**What is required**
Pull out each row below that contains the string "board", copying every such row in full.

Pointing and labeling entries
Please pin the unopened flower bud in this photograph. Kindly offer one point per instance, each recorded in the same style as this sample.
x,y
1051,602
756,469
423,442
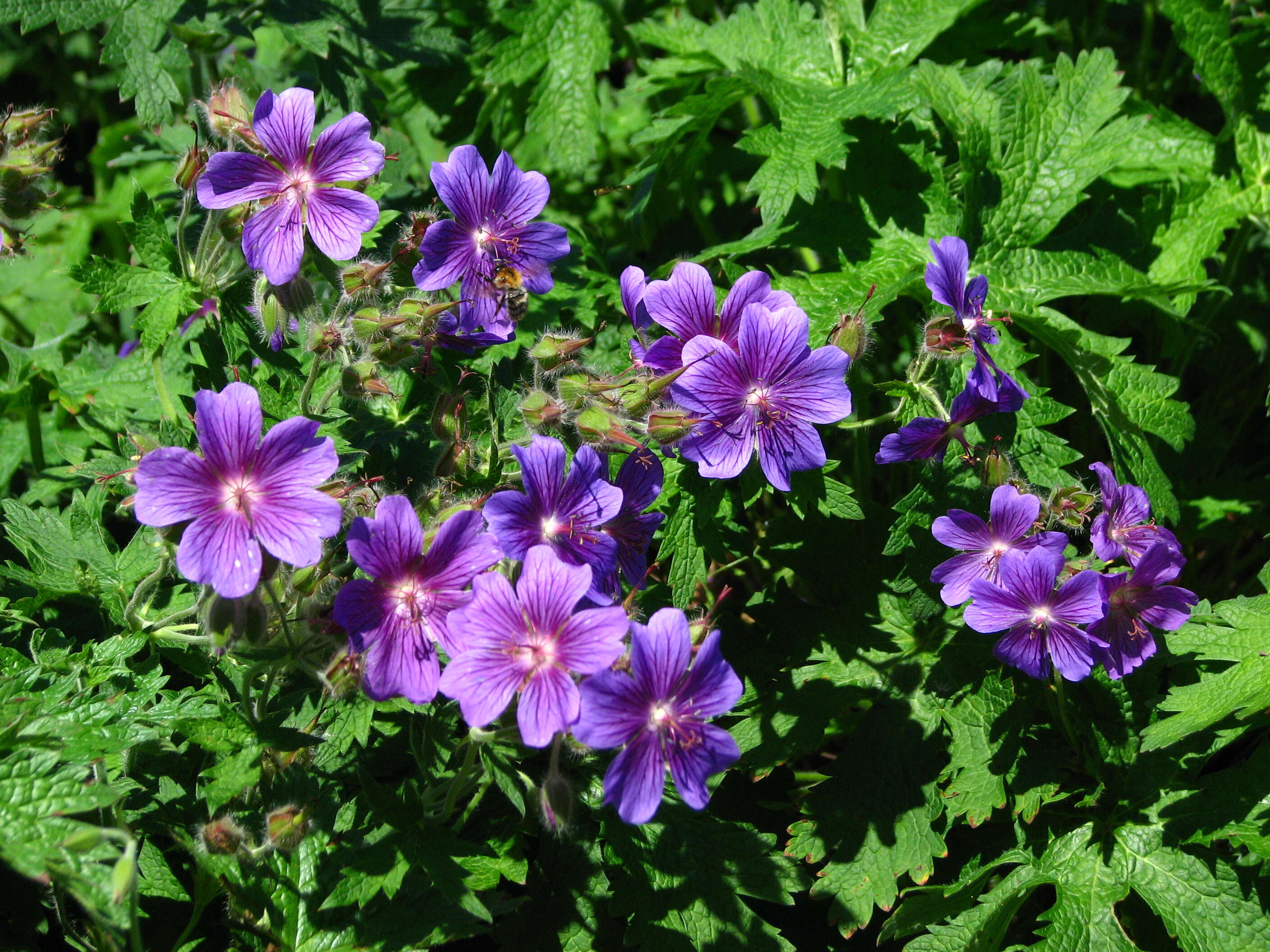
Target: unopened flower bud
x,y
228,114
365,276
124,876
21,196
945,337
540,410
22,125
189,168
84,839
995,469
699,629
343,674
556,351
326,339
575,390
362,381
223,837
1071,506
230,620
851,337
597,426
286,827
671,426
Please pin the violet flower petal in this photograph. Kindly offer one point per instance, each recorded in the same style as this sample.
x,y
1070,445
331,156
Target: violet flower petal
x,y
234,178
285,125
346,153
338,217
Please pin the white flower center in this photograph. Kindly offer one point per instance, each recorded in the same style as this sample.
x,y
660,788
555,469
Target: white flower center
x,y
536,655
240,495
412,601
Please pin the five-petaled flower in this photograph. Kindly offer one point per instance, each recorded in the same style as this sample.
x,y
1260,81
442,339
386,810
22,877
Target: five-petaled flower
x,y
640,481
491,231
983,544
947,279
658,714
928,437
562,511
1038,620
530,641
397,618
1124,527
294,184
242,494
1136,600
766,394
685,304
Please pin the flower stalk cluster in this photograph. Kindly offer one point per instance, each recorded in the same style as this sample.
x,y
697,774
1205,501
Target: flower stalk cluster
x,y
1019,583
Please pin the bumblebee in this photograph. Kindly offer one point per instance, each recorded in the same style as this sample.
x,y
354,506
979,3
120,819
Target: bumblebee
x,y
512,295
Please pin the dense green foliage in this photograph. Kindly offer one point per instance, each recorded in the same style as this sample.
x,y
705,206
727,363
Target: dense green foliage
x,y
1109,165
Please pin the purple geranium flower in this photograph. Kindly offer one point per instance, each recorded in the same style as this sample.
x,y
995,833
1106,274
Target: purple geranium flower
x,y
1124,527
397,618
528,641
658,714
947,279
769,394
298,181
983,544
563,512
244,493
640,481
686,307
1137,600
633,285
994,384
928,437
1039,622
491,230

...

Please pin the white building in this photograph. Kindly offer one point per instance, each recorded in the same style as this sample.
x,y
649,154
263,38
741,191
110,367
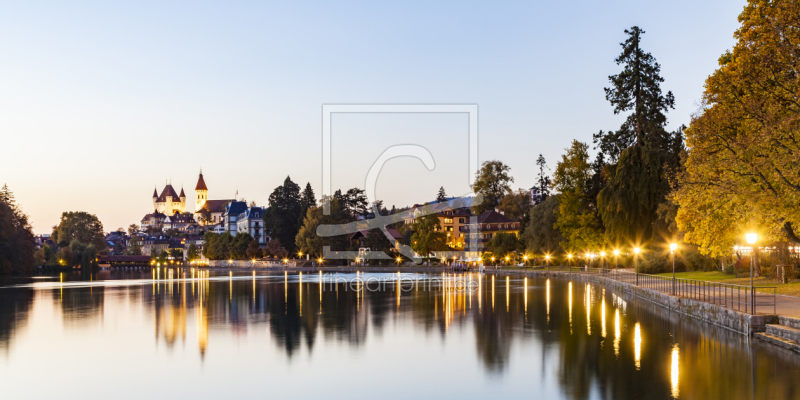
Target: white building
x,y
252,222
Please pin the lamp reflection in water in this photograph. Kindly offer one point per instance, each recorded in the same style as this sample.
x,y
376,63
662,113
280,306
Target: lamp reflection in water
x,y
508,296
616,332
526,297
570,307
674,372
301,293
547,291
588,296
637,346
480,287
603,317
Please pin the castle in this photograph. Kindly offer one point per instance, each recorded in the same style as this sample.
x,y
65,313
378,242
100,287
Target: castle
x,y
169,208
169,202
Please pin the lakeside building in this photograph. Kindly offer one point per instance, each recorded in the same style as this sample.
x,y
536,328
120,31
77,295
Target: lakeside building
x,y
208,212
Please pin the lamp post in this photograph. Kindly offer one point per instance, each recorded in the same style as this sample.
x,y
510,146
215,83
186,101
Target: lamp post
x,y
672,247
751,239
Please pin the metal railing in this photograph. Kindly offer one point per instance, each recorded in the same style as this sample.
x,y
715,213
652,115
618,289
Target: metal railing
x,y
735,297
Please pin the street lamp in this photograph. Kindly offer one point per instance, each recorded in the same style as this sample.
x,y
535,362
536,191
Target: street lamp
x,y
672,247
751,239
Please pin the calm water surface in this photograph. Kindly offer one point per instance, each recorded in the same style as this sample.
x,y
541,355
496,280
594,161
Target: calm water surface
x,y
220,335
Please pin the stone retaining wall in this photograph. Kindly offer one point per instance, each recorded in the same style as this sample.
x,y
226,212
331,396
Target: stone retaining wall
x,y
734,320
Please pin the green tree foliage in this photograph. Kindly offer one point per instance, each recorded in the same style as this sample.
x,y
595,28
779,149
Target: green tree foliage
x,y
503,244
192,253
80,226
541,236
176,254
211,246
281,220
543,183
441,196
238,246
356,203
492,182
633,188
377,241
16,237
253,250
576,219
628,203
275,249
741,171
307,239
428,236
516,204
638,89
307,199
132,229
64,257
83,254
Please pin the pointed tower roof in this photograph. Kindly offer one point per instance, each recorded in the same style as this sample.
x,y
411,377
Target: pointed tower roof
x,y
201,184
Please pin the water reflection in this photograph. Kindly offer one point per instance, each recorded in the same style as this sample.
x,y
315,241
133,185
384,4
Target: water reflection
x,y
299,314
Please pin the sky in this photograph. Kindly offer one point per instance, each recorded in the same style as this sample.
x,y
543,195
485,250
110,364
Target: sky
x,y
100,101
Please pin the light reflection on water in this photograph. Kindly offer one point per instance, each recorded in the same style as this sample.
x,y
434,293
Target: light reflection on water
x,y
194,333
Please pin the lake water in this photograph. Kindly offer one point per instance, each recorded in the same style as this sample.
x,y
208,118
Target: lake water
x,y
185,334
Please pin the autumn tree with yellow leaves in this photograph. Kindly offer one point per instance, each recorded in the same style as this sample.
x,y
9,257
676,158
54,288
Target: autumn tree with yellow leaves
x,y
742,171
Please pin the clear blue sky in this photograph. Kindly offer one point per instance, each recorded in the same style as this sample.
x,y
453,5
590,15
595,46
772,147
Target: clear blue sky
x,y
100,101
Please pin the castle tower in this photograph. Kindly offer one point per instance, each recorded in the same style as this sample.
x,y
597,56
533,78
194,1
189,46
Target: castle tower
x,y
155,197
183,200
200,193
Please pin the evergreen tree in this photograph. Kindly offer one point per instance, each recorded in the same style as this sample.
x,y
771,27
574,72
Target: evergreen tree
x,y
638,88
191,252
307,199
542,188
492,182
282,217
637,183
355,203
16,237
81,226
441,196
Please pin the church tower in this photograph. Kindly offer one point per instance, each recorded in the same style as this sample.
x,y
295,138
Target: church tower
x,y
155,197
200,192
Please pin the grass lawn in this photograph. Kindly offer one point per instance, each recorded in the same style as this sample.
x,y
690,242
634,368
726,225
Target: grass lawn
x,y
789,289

==

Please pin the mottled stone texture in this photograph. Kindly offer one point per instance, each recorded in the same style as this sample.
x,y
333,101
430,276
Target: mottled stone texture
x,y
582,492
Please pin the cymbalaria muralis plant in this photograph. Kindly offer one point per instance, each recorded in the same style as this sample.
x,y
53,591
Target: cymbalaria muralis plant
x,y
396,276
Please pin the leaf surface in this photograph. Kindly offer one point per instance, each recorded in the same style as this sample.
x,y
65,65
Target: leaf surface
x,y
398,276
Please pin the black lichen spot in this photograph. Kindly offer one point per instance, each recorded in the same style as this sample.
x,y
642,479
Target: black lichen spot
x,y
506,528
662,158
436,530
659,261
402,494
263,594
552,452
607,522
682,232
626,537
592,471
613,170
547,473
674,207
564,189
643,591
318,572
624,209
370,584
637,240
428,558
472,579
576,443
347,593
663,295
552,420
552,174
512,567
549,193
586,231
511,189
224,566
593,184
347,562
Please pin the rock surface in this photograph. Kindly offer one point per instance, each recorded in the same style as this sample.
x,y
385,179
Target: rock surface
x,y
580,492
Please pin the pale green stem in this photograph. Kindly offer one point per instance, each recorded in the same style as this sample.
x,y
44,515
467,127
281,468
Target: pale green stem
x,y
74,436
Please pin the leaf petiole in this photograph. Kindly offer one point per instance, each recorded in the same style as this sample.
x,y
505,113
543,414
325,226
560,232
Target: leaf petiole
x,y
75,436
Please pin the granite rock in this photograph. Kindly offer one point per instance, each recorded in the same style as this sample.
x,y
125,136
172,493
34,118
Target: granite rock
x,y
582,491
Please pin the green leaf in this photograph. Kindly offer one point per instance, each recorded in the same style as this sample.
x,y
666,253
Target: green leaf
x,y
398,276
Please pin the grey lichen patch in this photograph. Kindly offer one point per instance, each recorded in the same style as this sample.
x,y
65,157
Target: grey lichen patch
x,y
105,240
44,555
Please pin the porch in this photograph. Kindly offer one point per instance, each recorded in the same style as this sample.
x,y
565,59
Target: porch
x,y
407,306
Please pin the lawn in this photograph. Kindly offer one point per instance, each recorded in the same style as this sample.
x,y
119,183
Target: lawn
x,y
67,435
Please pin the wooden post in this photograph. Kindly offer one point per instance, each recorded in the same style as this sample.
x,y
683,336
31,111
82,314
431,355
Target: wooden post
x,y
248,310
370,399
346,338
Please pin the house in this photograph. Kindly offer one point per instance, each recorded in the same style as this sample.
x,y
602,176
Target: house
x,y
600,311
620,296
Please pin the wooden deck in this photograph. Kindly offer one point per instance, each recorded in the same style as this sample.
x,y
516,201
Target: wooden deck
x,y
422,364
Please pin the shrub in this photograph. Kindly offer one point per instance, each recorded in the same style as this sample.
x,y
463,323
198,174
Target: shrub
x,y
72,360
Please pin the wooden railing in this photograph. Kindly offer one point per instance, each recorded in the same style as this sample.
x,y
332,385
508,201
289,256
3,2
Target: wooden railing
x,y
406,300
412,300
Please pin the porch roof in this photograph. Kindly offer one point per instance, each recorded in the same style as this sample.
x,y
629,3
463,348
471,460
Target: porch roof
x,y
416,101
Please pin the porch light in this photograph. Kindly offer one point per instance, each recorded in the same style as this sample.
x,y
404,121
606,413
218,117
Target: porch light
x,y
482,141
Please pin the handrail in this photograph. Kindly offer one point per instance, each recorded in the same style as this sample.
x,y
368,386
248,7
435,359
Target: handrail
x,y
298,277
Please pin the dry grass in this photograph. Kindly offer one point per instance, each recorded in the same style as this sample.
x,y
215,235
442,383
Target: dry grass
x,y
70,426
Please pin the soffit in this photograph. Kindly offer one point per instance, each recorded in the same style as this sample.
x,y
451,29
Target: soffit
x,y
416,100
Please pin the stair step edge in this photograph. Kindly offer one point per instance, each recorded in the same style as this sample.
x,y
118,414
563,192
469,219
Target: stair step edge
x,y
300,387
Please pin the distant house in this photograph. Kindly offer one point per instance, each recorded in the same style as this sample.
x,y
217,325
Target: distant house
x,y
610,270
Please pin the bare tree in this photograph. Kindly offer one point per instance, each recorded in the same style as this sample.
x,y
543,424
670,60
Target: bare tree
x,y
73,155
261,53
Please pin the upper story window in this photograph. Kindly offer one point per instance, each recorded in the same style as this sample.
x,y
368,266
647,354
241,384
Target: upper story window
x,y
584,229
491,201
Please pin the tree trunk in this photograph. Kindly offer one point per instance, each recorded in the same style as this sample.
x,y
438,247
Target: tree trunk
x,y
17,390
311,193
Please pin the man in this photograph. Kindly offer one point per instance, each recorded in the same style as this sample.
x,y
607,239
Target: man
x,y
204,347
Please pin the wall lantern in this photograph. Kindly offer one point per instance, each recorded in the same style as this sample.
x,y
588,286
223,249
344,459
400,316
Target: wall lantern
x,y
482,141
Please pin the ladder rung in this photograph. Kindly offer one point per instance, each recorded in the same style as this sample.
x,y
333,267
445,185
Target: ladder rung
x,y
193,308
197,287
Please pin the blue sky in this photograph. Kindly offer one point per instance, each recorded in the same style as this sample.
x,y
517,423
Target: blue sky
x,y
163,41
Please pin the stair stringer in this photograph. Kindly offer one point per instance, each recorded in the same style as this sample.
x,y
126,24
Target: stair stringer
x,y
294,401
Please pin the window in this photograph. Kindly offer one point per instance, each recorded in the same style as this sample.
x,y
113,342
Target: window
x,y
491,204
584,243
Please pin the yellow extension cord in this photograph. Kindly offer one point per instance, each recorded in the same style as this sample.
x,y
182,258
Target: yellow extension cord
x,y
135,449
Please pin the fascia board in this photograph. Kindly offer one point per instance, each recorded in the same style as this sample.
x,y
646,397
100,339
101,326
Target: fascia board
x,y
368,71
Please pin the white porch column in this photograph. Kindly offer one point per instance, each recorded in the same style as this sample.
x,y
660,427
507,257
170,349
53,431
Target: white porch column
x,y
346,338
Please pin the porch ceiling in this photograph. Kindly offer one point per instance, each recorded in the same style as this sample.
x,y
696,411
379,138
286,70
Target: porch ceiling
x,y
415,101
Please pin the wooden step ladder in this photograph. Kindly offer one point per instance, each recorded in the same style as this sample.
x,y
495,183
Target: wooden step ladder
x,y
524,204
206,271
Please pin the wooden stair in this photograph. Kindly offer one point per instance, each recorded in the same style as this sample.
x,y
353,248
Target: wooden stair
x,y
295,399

**Response below**
Please pin the fascia board in this photograph. Kindly offer one point per instance, each recorded in the same style as this sample.
Target: fascia board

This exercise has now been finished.